#### Complete the following
- A) Which brand and grade of oil does the forum post about the Kohler Pro Command engine say is used in it?
- B) Go on with the forum post about the Kohler Pro Command engine from the point where it stops.

#### Text
****************************************

Kohler Pro Command, 15hp - leaking head gasket?

Discussion in 'Mechanic and Repair' started by Roger, Nov 30, 2010.

  1. Roger

    Roger LawnSite Fanatic
    Posts: 5,919

    I have an Exmark Viking, 15 years old, with thousands of hours (maybe 6 or 7). The engine is a Kohler Pro Command, 15hp, recoil start, single cylinder. The machine was repowered with the same engine a few years ago. My expectation is the first engine had 2,500 to 3,000 hours, and this one has at least 3,000 hours. For many years, it was run very hard all season long.

    I expected this second engine to fail before this, but I think it now has a problem. It uses no oil, or perhaps just a little between changes (about 40 hours, new filter every 80, Shell Rotella 10W-30). But, I think the head gasket has just begun to leak.

    When cranking, I hear a leaking sound, a pffffft sound (sorry - the best I can do). Also, the engine starts much harder than a couple of weeks ago - then it was starting first pull, nearly every time. Now, it takes much choking, and many pulls. After a few pulls, with full choke, I see a bit of smoke come from under the front cowling, in the area where the exhaust pipe come, before running over to the pillow muffler.

****************************************

[Excerpts of pointing data]
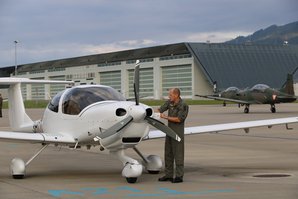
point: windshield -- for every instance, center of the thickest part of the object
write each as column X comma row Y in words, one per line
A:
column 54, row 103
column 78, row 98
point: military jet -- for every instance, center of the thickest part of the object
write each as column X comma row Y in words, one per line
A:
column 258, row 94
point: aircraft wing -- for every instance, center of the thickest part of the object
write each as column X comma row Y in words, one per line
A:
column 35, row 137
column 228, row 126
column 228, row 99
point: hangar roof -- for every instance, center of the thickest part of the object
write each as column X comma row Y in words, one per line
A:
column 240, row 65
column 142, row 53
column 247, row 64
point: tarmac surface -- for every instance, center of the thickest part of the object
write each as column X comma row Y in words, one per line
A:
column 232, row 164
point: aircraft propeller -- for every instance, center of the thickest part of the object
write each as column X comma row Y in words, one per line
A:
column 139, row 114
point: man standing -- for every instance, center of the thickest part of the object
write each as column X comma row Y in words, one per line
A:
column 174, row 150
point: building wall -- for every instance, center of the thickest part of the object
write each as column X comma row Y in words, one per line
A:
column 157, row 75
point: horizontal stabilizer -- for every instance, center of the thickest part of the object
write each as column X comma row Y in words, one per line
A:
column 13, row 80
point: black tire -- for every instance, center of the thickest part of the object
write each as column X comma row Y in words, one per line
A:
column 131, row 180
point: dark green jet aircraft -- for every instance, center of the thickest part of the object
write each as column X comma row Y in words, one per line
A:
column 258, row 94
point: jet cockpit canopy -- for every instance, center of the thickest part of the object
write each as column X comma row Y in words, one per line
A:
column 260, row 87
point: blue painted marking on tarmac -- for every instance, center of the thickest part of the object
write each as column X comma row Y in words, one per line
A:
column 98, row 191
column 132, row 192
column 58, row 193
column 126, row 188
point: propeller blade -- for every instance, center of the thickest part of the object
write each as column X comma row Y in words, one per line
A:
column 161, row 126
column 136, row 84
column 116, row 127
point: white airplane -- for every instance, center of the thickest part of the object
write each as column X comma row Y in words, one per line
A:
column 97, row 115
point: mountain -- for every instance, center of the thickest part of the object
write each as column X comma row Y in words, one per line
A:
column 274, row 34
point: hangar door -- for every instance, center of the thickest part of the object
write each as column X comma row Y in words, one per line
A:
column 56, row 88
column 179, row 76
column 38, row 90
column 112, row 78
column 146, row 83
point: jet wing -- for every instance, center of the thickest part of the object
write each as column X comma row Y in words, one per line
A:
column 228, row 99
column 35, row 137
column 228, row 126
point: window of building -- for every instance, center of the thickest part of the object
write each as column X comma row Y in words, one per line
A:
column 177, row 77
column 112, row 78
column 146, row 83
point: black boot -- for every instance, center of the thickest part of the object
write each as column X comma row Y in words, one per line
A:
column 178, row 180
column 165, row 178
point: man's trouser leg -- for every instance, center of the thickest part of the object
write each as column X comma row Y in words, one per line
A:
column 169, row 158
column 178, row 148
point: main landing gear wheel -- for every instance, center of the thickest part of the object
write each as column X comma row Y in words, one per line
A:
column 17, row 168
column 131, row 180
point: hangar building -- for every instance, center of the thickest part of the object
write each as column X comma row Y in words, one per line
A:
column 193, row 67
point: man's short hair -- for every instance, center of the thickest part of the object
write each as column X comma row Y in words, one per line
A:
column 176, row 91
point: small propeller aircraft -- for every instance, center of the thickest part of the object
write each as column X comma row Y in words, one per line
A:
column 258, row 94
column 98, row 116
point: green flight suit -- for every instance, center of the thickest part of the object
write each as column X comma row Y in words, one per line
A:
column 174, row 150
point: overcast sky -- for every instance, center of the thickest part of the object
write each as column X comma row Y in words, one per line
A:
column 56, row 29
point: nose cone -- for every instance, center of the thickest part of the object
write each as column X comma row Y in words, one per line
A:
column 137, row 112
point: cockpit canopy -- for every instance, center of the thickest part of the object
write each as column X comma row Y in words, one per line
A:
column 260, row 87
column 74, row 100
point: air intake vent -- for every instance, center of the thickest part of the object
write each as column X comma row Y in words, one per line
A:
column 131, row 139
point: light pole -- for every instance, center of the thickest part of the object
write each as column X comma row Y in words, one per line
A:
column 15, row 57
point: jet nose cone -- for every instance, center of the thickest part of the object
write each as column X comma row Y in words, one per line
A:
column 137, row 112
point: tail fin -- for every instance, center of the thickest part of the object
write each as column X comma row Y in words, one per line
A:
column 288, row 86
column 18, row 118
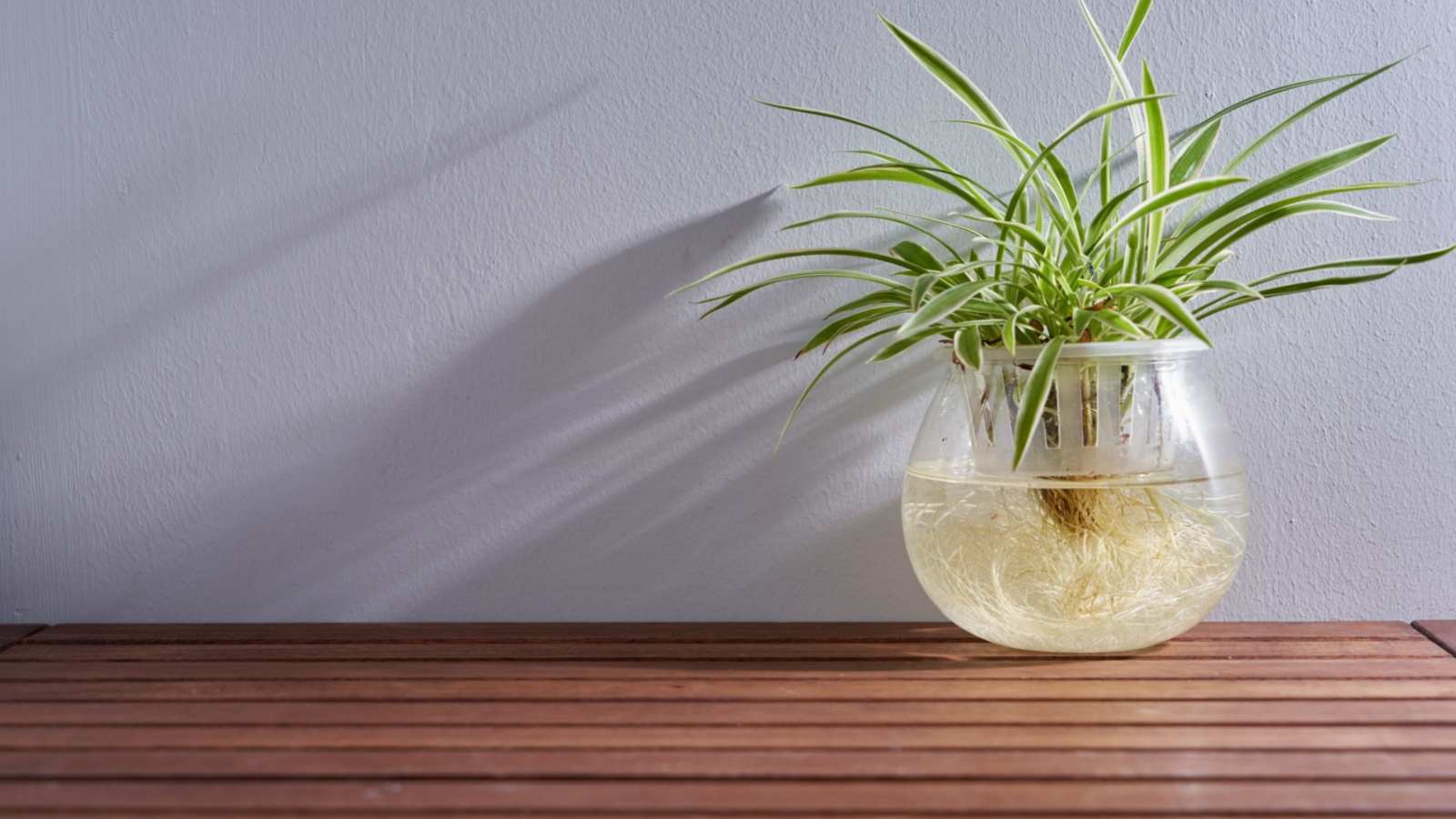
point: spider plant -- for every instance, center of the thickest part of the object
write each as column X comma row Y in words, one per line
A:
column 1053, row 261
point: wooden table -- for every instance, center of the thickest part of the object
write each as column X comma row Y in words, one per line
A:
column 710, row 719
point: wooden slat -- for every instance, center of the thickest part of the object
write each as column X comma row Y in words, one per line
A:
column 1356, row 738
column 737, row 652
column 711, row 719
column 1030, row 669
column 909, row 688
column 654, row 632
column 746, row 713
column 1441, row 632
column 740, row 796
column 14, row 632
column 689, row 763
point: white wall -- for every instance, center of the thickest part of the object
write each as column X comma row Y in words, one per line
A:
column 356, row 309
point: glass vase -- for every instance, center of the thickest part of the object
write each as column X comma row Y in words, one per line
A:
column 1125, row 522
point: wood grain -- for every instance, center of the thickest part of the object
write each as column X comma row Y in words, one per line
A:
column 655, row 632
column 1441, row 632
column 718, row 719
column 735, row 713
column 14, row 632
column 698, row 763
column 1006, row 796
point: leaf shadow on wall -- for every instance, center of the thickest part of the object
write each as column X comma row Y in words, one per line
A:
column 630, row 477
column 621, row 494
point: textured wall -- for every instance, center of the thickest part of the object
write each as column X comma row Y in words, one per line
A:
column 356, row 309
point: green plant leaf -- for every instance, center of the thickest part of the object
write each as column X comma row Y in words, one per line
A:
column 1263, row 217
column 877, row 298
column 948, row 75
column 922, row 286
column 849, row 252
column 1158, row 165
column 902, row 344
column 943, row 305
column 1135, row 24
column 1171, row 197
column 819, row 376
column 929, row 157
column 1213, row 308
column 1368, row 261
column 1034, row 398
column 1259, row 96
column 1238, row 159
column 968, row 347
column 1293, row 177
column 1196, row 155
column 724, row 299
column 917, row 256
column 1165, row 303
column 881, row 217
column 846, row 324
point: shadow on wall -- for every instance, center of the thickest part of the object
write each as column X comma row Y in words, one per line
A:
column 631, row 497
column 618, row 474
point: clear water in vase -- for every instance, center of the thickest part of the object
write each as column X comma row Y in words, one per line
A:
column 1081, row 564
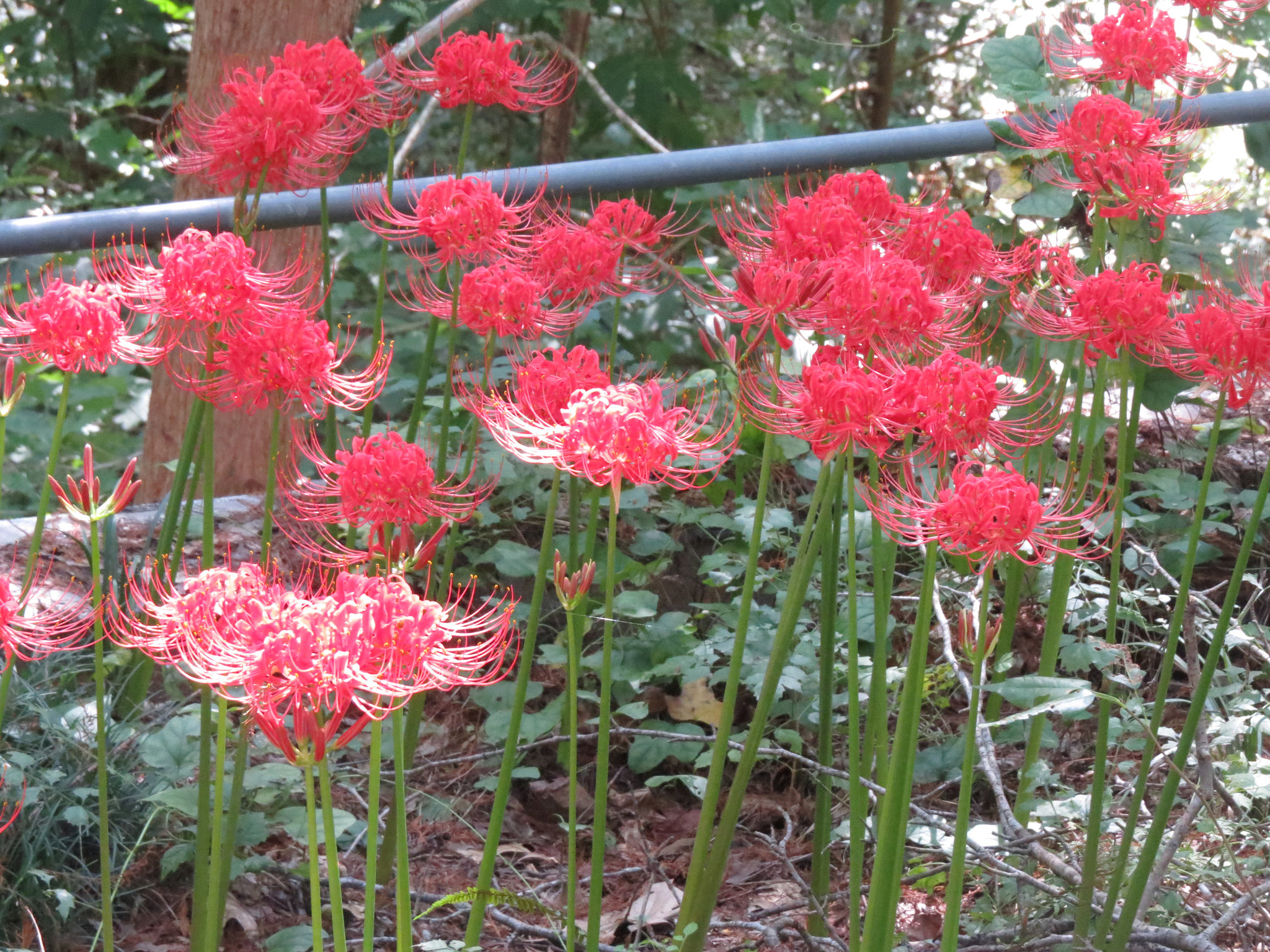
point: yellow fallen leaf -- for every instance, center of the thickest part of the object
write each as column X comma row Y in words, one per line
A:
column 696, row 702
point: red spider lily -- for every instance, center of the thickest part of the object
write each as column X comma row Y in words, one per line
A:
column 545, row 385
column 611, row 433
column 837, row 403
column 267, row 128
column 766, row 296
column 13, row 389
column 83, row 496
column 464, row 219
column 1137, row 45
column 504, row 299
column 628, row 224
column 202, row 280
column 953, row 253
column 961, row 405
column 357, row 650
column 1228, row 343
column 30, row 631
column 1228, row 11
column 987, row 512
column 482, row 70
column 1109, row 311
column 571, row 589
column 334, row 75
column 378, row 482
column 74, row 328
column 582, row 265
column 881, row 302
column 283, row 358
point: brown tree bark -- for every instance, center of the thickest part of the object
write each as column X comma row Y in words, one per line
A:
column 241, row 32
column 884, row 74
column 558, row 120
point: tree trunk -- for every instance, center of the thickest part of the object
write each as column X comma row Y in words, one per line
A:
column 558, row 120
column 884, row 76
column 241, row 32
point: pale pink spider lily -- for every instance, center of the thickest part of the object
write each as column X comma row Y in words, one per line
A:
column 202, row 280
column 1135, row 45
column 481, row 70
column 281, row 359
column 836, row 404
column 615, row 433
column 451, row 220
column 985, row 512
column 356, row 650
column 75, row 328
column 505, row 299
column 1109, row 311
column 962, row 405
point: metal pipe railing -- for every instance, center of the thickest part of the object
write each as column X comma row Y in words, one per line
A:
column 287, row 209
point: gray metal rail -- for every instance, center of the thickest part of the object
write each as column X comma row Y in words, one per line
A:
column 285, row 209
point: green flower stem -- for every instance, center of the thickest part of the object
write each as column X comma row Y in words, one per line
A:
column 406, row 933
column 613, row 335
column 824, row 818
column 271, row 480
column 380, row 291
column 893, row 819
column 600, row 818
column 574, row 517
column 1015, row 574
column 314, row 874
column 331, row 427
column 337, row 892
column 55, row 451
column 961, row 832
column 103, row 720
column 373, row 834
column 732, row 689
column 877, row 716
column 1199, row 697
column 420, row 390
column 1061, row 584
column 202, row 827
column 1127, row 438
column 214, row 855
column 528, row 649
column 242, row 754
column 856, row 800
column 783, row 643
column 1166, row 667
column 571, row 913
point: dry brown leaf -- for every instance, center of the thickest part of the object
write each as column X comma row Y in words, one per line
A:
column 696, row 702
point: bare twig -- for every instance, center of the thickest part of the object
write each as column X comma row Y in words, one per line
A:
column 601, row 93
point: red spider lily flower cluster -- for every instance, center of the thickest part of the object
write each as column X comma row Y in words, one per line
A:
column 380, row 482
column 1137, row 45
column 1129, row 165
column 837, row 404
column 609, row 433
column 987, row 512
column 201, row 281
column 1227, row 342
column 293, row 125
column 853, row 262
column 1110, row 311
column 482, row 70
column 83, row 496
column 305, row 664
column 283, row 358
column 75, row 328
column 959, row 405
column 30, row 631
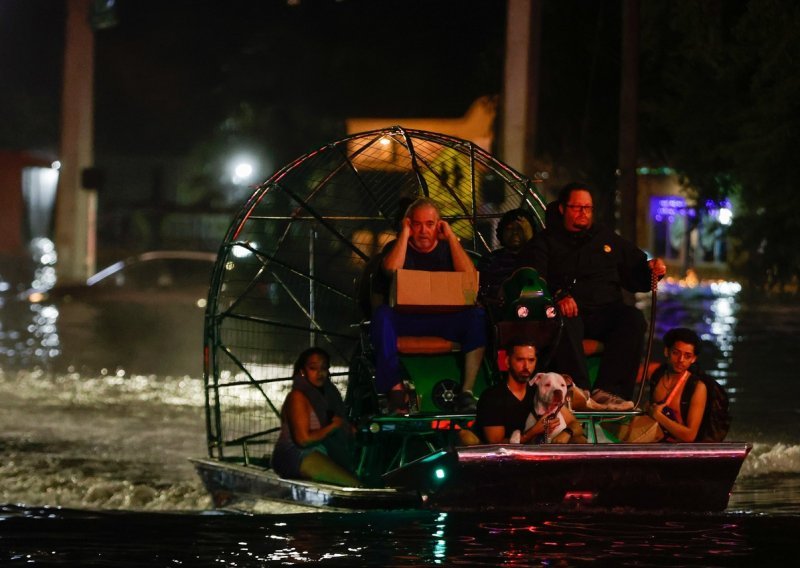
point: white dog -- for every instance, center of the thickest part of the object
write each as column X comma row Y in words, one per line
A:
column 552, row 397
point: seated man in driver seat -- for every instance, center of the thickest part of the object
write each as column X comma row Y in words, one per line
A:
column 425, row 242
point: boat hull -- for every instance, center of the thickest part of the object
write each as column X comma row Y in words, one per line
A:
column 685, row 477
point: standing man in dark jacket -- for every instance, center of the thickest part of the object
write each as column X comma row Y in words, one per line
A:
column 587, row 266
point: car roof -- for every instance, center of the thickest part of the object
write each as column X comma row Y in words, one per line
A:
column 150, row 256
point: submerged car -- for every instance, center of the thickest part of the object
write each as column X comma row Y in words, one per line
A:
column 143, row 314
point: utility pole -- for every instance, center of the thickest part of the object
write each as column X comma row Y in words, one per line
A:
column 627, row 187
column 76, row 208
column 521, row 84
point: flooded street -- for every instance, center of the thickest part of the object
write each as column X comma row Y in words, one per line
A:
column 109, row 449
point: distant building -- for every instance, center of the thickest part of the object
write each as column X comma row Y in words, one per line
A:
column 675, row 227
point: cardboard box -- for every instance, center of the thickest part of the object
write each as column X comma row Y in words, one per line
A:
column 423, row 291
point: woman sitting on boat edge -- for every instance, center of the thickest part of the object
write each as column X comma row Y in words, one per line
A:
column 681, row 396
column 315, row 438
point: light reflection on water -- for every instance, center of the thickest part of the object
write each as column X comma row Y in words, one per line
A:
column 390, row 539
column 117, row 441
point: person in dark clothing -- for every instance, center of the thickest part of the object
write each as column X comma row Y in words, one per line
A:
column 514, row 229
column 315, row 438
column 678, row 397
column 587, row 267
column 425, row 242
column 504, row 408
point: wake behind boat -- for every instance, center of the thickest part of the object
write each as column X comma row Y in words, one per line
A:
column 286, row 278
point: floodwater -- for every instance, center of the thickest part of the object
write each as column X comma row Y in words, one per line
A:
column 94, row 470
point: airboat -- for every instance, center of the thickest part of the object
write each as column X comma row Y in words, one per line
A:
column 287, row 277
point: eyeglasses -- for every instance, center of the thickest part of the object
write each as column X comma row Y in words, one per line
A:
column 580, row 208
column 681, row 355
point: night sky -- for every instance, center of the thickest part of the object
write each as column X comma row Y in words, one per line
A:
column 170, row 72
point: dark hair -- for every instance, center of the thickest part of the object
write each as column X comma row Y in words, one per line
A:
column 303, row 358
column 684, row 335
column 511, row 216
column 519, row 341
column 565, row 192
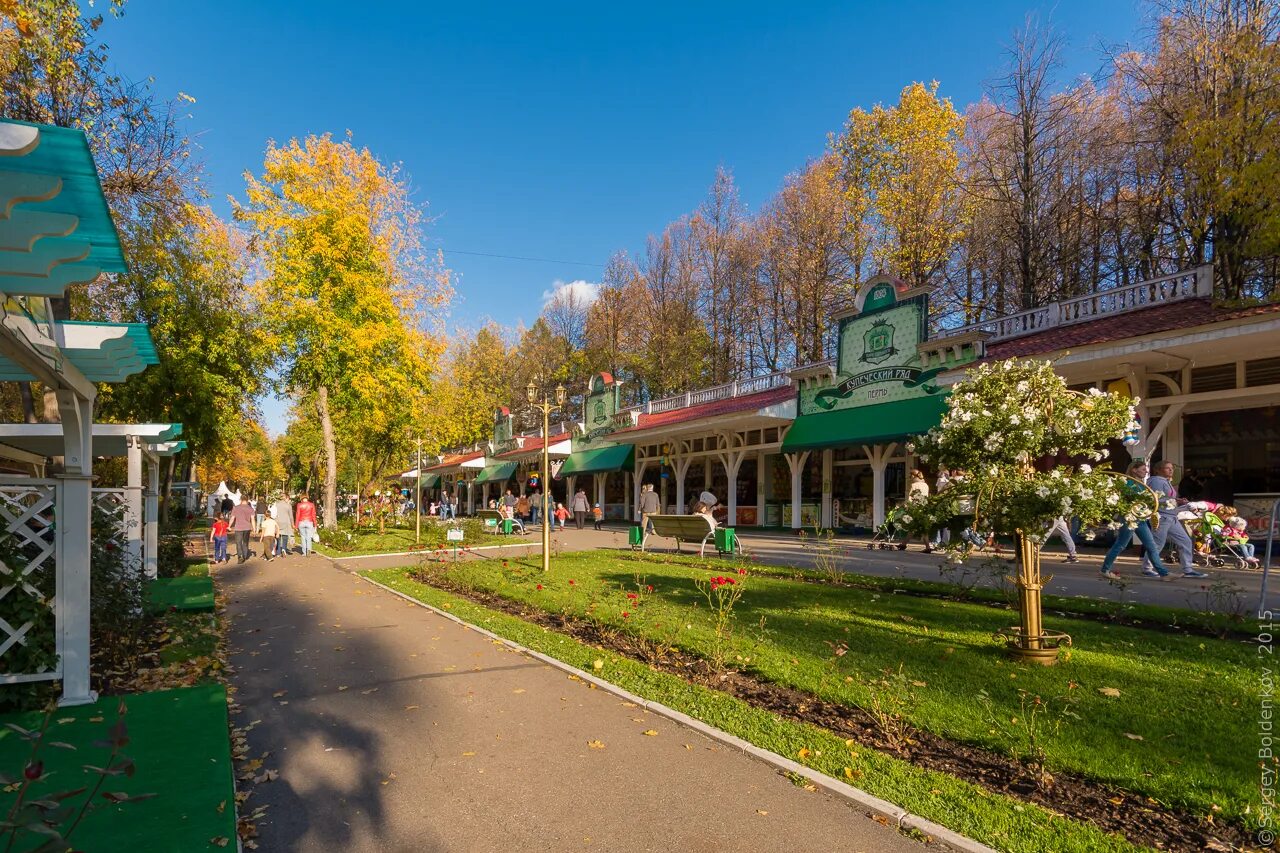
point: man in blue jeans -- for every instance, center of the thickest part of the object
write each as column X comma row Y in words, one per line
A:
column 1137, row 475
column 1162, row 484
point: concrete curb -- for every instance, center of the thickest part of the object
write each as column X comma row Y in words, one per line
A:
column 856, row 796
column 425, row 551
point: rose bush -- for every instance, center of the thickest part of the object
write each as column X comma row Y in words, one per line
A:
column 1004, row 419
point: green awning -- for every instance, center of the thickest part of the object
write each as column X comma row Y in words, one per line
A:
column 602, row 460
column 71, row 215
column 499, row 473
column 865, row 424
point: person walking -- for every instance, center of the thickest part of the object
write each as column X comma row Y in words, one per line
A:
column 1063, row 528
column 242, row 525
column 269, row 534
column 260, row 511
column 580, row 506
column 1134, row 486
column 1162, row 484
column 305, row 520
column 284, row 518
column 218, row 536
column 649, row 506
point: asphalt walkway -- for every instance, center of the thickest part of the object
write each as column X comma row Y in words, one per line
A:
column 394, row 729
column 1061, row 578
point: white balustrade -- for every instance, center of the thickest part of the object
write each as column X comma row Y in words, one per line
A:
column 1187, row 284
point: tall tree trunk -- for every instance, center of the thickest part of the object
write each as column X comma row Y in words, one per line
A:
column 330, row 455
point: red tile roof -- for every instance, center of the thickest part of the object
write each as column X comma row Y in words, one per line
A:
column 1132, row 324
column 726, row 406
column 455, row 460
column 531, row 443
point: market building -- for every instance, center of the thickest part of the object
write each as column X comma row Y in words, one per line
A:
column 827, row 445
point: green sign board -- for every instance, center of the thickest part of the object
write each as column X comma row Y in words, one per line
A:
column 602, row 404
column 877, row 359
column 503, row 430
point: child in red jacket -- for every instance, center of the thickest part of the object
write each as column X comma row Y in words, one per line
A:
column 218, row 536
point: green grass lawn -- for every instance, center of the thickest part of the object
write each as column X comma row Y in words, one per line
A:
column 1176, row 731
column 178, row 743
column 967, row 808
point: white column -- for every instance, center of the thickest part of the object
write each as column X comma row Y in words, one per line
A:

****************************************

#### Per-task outputs
- A) Shell Rotella 10W-30.

- B)
    It still has power, but nothing I've done recently has required much power. I'm nearing the end, with final cuts, without much grass. All the heavy leaf mulching work is finished.

    Also, at WOT, it seems to be running at higher rpms that before. I'm throttling back a bit from full stop, thinking it might be over-reving.

    On engine shut-down, I also hear the leaking sound for the last few revolutions. These are pfffft sounds like on initial cranking on starting.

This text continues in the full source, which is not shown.